### Problem details
Give the lines again exactly as they appear below, from the line with "Would you be able to mark the background leaf" to the line with "Would you be able to mark the sofa", both included, and only those lines. Leave every picture out.

### Listed records
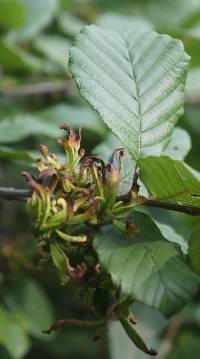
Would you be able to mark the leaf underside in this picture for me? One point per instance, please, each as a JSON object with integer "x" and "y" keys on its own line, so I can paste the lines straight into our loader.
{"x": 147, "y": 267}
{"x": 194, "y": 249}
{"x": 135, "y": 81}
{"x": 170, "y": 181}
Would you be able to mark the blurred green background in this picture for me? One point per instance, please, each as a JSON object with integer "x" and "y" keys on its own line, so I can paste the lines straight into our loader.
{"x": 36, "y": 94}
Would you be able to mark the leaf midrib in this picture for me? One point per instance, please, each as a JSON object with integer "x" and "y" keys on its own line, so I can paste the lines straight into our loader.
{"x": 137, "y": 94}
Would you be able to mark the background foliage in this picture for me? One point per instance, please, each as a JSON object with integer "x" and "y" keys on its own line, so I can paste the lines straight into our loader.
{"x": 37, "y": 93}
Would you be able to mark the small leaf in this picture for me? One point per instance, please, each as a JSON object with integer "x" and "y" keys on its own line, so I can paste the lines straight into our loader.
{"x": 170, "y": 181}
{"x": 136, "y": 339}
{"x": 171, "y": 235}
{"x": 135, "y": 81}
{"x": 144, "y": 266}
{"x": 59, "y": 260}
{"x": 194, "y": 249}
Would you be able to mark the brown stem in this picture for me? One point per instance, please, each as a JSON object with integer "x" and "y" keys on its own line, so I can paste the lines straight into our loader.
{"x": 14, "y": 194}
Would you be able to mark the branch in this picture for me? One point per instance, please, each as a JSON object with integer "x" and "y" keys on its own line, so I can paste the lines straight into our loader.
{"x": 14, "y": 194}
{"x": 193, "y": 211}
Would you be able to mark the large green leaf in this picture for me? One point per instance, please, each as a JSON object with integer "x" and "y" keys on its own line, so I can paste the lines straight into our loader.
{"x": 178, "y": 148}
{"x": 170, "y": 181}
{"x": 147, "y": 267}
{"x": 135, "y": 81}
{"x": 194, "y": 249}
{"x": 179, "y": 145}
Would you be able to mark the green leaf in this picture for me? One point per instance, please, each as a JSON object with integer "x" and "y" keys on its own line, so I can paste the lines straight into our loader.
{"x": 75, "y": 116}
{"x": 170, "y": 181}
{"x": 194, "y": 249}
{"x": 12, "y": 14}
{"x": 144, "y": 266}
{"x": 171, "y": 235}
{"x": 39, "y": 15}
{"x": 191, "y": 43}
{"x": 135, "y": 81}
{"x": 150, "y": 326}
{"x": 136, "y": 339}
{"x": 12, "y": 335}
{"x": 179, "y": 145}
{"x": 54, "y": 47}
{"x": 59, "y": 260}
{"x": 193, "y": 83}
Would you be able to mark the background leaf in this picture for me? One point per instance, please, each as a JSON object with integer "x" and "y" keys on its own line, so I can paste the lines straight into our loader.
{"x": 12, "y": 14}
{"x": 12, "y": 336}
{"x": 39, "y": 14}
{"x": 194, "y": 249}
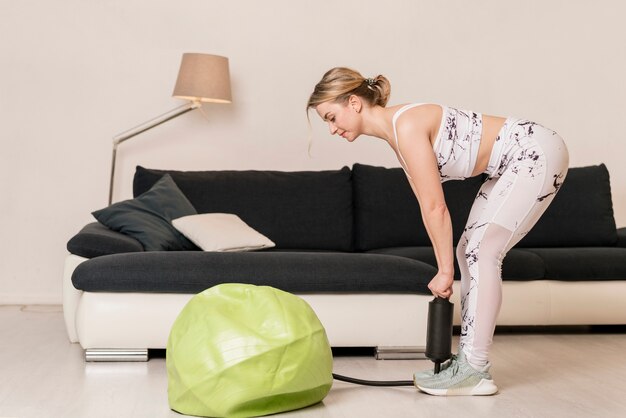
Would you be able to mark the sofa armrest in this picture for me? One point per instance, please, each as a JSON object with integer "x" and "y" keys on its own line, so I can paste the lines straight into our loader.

--

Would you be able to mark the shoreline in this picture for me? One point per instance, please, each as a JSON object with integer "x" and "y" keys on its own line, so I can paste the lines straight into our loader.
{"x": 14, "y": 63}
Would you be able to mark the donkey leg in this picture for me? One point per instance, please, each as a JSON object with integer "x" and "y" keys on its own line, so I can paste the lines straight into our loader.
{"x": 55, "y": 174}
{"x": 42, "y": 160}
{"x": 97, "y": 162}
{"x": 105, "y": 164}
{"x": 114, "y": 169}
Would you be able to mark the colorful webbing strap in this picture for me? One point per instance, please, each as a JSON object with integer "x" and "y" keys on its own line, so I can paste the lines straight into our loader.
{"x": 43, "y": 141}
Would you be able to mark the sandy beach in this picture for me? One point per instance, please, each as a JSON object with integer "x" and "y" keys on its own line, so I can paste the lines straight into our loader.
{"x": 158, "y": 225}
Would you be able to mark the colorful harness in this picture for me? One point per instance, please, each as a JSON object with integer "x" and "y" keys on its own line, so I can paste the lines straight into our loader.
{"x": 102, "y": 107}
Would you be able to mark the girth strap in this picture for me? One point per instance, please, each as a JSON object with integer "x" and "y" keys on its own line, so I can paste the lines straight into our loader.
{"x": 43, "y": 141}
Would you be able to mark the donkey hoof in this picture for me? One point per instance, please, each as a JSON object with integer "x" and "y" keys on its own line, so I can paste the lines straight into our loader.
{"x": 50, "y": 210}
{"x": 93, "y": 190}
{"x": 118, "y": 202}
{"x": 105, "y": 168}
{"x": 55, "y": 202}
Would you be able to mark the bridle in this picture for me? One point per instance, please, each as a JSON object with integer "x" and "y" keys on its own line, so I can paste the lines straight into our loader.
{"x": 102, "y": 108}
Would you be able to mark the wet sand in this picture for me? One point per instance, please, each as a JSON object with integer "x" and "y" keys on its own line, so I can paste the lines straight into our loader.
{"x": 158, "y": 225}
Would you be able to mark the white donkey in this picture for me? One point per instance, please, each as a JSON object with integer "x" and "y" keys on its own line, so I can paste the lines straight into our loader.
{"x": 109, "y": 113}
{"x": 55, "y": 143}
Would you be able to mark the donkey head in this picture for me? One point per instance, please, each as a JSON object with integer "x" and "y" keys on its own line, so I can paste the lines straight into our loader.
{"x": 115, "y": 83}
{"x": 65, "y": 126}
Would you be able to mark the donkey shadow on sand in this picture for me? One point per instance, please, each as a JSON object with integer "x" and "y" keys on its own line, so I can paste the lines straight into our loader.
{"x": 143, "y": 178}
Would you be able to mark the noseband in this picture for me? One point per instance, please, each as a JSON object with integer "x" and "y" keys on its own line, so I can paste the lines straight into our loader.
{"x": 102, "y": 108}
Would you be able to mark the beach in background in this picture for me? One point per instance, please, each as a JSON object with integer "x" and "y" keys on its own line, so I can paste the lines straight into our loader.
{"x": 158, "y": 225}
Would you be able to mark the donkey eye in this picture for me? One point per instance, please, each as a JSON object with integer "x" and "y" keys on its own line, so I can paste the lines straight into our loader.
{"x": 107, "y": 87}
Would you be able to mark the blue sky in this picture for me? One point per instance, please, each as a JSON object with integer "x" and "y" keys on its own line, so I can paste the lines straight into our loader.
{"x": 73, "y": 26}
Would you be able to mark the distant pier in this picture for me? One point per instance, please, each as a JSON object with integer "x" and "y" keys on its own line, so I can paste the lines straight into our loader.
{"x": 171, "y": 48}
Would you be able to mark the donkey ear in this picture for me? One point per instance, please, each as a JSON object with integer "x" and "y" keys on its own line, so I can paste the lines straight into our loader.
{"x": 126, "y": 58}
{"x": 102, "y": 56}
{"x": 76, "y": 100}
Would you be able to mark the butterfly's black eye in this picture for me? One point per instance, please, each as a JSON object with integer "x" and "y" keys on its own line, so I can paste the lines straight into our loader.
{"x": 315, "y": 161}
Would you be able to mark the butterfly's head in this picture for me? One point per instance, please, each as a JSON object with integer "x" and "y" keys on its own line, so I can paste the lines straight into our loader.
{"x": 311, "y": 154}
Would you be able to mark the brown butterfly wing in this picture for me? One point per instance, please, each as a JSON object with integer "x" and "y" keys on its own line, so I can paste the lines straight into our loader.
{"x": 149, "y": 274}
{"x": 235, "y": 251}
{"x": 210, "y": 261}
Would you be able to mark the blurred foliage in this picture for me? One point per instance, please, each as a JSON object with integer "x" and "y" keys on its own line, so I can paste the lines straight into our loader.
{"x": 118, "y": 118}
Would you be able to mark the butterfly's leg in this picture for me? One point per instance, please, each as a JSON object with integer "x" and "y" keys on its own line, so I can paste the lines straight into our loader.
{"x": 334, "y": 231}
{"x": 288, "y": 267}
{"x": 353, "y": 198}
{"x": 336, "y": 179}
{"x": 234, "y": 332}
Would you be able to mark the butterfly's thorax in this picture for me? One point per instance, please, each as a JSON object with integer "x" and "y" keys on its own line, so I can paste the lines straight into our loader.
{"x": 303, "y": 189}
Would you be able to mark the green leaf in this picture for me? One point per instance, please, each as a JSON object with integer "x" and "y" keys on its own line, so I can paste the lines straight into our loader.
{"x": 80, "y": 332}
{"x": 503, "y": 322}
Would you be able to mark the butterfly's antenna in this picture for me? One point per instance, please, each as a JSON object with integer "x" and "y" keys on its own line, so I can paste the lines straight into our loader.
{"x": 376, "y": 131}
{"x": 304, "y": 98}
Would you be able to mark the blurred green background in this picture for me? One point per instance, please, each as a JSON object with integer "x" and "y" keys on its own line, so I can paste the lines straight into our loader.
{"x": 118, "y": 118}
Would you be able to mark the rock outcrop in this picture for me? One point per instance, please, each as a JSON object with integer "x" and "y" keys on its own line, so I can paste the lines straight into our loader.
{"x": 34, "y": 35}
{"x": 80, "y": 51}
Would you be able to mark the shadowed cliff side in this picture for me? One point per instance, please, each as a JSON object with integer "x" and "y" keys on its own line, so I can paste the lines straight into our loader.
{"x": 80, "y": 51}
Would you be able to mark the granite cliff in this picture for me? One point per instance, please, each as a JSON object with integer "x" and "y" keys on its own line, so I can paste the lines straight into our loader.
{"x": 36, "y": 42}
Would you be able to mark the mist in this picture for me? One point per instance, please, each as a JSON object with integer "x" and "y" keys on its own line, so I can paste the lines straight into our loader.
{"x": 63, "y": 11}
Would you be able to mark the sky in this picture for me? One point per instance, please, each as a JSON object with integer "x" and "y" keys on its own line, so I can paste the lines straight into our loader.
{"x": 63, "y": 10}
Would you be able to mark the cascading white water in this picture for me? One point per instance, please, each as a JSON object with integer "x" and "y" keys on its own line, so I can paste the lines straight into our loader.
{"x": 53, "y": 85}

### Solution
Would you be able to mark the background leaf in this picture for me? One point per instance, please, each as a JSON object with integer "x" and "y" keys on its own line, so I can paste the lines straight into our loader.
{"x": 12, "y": 14}
{"x": 12, "y": 336}
{"x": 39, "y": 14}
{"x": 194, "y": 249}
Would you be able to mark the sofa armrest in this picture for me? One point per instance, please, each as a JSON object with integer "x" and "y" keys on its own line, so I can paste the lines straight into our loader.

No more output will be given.